▽

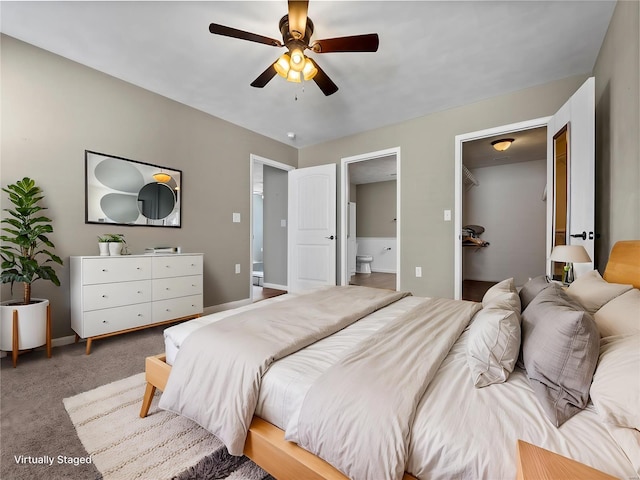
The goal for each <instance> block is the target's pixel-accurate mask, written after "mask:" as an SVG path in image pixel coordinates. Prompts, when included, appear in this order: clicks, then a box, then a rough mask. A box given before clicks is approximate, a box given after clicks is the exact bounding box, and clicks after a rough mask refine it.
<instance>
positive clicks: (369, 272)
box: [352, 244, 373, 273]
mask: <svg viewBox="0 0 640 480" xmlns="http://www.w3.org/2000/svg"><path fill="white" fill-rule="evenodd" d="M357 251H358V244H356V252H357ZM352 258H353V257H352ZM371 262H373V255H364V254H363V255H358V254H357V253H356V273H371Z"/></svg>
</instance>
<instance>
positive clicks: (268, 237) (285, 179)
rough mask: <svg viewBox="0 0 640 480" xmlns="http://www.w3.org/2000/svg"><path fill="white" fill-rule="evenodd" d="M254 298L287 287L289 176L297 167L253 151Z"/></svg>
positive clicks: (252, 245)
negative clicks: (294, 167) (288, 198)
mask: <svg viewBox="0 0 640 480" xmlns="http://www.w3.org/2000/svg"><path fill="white" fill-rule="evenodd" d="M250 162H251V166H250V175H251V203H250V205H251V236H250V239H251V249H250V251H251V263H250V264H251V266H252V268H251V272H250V298H251V300H252V301H258V300H262V299H265V298H269V297H272V296H276V295H280V294H282V293H285V292H286V291H287V288H288V287H287V227H288V218H287V208H288V199H287V197H288V179H287V178H288V176H287V172H288V171H289V170H293V167H291V166H290V165H286V164H283V163H280V162H276V161H273V160H269V159H266V158H262V157H259V156H257V155H251V158H250Z"/></svg>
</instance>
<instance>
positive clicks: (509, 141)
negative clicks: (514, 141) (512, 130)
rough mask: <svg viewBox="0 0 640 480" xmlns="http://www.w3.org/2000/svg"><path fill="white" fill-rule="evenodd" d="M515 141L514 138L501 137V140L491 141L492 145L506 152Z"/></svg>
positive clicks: (503, 151) (498, 149)
mask: <svg viewBox="0 0 640 480" xmlns="http://www.w3.org/2000/svg"><path fill="white" fill-rule="evenodd" d="M513 142H514V139H513V138H501V139H499V140H494V141H493V142H491V145H492V146H493V148H494V149H496V150H497V151H499V152H504V151H505V150H506V149H507V148H509V147H510V146H511V144H512V143H513Z"/></svg>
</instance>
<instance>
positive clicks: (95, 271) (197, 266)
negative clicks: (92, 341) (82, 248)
mask: <svg viewBox="0 0 640 480" xmlns="http://www.w3.org/2000/svg"><path fill="white" fill-rule="evenodd" d="M70 260H71V261H70V265H71V266H70V268H71V328H73V330H74V331H75V332H76V341H78V340H79V339H80V338H86V339H87V355H88V354H89V353H91V341H92V340H94V339H97V338H103V337H109V336H111V335H118V334H121V333H127V332H131V331H133V330H139V329H142V328H147V327H151V326H156V325H161V324H163V323H164V324H166V323H171V322H175V321H179V320H187V319H190V318H195V317H199V316H200V315H201V314H202V311H203V299H202V266H203V256H202V254H200V253H191V254H166V255H162V254H155V255H122V256H113V257H97V256H95V257H93V256H92V257H71V259H70Z"/></svg>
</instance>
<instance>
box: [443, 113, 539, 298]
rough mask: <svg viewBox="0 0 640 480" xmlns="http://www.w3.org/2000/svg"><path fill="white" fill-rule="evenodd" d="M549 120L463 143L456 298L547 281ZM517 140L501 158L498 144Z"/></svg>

△

WHAT THIS TASK INVOLVES
Transcribe the listing exactly; omit all images.

RESULT OF THIS TASK
The goal for each <instance> block is the target's pixel-accurate mask, written after "mask:" as an SVG path in image pixel coordinates. Prompts, when included, appear in this order: clicks, then a box, then a rough mask. A box given before clicks is approximate, a box given after clicks is the exact bounding box, and clicks after a rough mask refine it.
<instance>
positive clicks: (369, 272)
box: [352, 244, 373, 273]
mask: <svg viewBox="0 0 640 480" xmlns="http://www.w3.org/2000/svg"><path fill="white" fill-rule="evenodd" d="M357 251H358V244H356V252H357ZM352 258H353V257H352ZM371 262H373V255H364V254H363V255H358V254H357V253H356V273H371Z"/></svg>
</instance>
<instance>
positive clicks: (268, 237) (285, 179)
rough mask: <svg viewBox="0 0 640 480" xmlns="http://www.w3.org/2000/svg"><path fill="white" fill-rule="evenodd" d="M254 298L287 287L289 176L297 167L253 151Z"/></svg>
positive clicks: (252, 245)
negative clicks: (294, 167) (288, 198)
mask: <svg viewBox="0 0 640 480" xmlns="http://www.w3.org/2000/svg"><path fill="white" fill-rule="evenodd" d="M250 162H251V166H250V175H251V203H250V205H251V236H250V239H251V249H250V251H251V263H250V264H251V266H252V268H251V272H250V298H251V300H252V301H258V300H262V299H265V298H269V297H272V296H276V295H280V294H282V293H285V292H286V291H287V288H288V287H287V227H288V218H287V208H288V199H287V197H288V179H287V178H288V176H287V172H288V171H289V170H293V167H291V166H290V165H286V164H283V163H280V162H276V161H273V160H269V159H266V158H262V157H259V156H257V155H251V158H250Z"/></svg>
</instance>
<instance>
positive clicks: (509, 141)
negative clicks: (514, 141) (512, 130)
rough mask: <svg viewBox="0 0 640 480" xmlns="http://www.w3.org/2000/svg"><path fill="white" fill-rule="evenodd" d="M515 141L514 138L501 137V140L491 141L492 145L506 152Z"/></svg>
positive clicks: (503, 151) (498, 149)
mask: <svg viewBox="0 0 640 480" xmlns="http://www.w3.org/2000/svg"><path fill="white" fill-rule="evenodd" d="M513 142H514V139H513V138H501V139H499V140H494V141H493V142H491V145H492V146H493V148H494V149H496V150H497V151H499V152H504V151H505V150H506V149H507V148H509V147H510V146H511V144H512V143H513Z"/></svg>
</instance>
<instance>
positive clicks: (95, 271) (197, 266)
negative clicks: (92, 341) (82, 248)
mask: <svg viewBox="0 0 640 480" xmlns="http://www.w3.org/2000/svg"><path fill="white" fill-rule="evenodd" d="M70 260H71V261H70V265H71V266H70V268H71V328H73V330H74V331H75V332H76V341H78V340H79V339H80V338H86V339H87V355H88V354H89V353H91V341H92V340H94V339H97V338H103V337H109V336H111V335H118V334H121V333H127V332H131V331H133V330H139V329H142V328H147V327H151V326H156V325H161V324H163V323H164V324H166V323H171V322H175V321H179V320H187V319H190V318H195V317H199V316H200V315H201V314H202V311H203V299H202V266H203V256H202V254H200V253H191V254H166V255H162V254H155V255H122V256H113V257H97V256H95V257H93V256H92V257H71V259H70Z"/></svg>
</instance>
<instance>
box: [443, 113, 539, 298]
rough mask: <svg viewBox="0 0 640 480" xmlns="http://www.w3.org/2000/svg"><path fill="white" fill-rule="evenodd" d="M549 120L463 143L456 298L547 281ZM517 140L501 158L498 144Z"/></svg>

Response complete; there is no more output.